Objective a: Can you rewrite the rows from the line containing "Mark the realtor" through the end of the rows, switching "coverage chart" to "coverage map" and leaving everything else unchanged?

Excerpt to read:
SVMs are a well-known tool from the area of supervised Machine Learning, and they are used both for classification and regression. For more details refer to the literature.

It seems to me that the most intuitive application for trading is regression, so let’s start by building an SVM regression model.

Following our experience with ARMA+GARCH models, we will start by trying to forecast returns, instead of prices. Likewise, in our first tests, we will use only the returns of the previous 5 days as the features determining the return of a particular day. We will start with history of 500 days as the training set.

In more mathematical terms, for the training set we have N features, for each of them we have M samples. We also have M responses.

Material supplied:
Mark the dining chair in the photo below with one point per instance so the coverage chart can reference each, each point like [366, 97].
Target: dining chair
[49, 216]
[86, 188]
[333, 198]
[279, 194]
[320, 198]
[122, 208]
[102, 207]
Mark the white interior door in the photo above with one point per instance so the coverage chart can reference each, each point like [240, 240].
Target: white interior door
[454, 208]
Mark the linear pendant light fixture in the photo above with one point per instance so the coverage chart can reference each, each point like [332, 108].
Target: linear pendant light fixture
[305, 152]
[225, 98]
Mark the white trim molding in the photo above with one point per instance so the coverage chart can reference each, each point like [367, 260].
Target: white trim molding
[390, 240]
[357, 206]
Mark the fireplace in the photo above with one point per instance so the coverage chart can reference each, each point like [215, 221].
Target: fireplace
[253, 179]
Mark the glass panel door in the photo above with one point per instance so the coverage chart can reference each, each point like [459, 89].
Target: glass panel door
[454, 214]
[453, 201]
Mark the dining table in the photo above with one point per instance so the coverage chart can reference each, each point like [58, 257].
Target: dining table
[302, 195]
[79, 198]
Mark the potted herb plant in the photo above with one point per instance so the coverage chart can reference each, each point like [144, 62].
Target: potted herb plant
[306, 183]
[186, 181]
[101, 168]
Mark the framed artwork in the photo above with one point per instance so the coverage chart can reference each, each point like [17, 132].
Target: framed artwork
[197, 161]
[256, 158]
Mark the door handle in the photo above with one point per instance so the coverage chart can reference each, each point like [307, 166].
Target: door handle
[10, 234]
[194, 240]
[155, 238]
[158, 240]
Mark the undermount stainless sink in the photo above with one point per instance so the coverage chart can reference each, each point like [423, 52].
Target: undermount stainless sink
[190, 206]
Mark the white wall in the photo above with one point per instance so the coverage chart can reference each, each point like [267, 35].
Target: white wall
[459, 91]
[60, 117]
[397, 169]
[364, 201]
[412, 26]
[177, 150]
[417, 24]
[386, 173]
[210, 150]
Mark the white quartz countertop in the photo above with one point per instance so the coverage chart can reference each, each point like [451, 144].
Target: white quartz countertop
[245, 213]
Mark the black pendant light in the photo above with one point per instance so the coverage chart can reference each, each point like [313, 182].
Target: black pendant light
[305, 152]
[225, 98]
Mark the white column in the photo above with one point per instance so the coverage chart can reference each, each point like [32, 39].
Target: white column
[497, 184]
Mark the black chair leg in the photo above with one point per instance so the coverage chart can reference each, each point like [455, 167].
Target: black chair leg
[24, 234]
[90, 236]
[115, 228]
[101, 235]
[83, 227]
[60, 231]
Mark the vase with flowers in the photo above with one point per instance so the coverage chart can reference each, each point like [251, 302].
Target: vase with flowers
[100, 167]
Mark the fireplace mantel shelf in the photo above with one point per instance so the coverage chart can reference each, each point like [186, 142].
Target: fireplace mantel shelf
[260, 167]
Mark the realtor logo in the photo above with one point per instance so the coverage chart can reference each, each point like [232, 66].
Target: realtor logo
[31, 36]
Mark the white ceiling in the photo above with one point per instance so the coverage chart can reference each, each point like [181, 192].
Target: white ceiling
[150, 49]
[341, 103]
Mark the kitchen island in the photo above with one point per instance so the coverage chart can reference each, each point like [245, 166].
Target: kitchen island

Objective b: In the excerpt on SVM regression for trading, which features are used in the first tests to determine a particular day's return?

Task solution a:
Mark the realtor logo in the photo above with one point per instance so the coverage map can reference each, each point like [232, 66].
Target: realtor logo
[31, 36]
Mark the white ceiling in the photo above with one point per instance so the coverage map can reference each, each point like [181, 192].
Target: white ceiling
[150, 49]
[341, 103]
Mark the kitchen island in the photo above with one point per instance so the coverage map can reference each, each point like [245, 166].
Target: kitchen island

Task solution b: Only the returns of the previous 5 days.